* **STUDY MATERIAL**:
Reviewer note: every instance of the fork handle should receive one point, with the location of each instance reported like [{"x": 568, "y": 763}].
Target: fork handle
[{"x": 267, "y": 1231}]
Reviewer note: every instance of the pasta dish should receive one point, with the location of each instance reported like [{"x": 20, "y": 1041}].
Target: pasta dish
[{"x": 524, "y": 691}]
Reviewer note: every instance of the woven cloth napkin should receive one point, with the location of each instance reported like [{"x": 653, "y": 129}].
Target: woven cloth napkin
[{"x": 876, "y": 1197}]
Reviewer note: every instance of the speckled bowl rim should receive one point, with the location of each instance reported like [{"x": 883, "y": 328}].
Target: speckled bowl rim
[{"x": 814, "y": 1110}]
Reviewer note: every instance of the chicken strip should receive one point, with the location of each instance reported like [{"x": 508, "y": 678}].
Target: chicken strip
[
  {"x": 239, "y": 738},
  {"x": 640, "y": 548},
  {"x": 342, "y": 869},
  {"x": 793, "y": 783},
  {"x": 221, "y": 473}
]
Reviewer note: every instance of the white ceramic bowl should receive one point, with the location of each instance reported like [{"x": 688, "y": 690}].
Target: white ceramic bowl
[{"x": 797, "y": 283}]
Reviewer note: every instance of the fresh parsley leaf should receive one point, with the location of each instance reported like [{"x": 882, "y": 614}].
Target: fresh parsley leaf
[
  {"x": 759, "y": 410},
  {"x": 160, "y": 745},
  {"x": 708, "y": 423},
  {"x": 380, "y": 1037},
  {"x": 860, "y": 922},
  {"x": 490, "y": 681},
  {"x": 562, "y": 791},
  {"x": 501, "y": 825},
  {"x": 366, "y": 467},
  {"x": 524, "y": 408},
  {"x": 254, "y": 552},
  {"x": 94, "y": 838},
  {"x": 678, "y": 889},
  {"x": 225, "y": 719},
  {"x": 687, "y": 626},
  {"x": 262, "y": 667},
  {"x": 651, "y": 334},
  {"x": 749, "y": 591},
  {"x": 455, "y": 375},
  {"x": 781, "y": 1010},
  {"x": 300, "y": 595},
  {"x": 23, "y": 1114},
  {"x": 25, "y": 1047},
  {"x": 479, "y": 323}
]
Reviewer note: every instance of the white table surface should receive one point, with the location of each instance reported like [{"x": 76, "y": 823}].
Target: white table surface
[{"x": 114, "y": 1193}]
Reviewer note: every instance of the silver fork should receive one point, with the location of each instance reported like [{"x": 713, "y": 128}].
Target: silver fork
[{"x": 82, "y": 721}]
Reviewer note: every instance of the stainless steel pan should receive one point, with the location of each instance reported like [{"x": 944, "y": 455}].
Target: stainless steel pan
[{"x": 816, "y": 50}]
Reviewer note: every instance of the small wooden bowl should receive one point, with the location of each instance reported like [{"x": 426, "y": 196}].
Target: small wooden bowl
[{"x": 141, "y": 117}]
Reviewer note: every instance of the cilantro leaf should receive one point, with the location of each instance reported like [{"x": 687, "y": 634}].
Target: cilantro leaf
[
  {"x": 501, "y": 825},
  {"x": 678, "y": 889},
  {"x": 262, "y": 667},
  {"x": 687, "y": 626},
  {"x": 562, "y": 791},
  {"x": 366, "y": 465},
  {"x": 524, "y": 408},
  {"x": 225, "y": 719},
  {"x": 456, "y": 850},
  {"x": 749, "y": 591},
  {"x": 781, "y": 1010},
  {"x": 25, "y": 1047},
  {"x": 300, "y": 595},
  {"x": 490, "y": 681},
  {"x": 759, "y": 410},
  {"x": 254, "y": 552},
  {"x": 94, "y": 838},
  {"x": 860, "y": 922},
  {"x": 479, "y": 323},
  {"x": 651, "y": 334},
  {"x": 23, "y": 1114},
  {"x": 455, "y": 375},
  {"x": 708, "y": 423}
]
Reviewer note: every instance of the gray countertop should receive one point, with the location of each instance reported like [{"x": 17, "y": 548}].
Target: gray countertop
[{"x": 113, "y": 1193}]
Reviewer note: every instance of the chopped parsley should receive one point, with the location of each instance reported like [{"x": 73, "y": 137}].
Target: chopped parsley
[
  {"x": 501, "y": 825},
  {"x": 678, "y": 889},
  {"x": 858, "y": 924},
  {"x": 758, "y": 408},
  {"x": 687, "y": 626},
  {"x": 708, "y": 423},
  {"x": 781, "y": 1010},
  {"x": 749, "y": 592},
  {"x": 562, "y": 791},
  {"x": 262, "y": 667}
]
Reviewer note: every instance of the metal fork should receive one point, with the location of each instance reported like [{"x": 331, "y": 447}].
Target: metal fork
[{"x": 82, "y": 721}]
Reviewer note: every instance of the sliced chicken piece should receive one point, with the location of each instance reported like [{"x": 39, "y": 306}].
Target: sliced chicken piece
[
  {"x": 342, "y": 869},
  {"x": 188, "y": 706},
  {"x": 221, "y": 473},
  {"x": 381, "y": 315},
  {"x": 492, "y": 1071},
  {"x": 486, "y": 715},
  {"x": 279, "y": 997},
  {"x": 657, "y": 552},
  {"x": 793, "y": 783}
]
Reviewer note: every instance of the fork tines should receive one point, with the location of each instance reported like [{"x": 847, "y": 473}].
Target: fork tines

* **TASK PROMPT**: All that is required is the number of lines in the data above that contain the word "tines".

* **RESPONSE TO THE TASK**: 2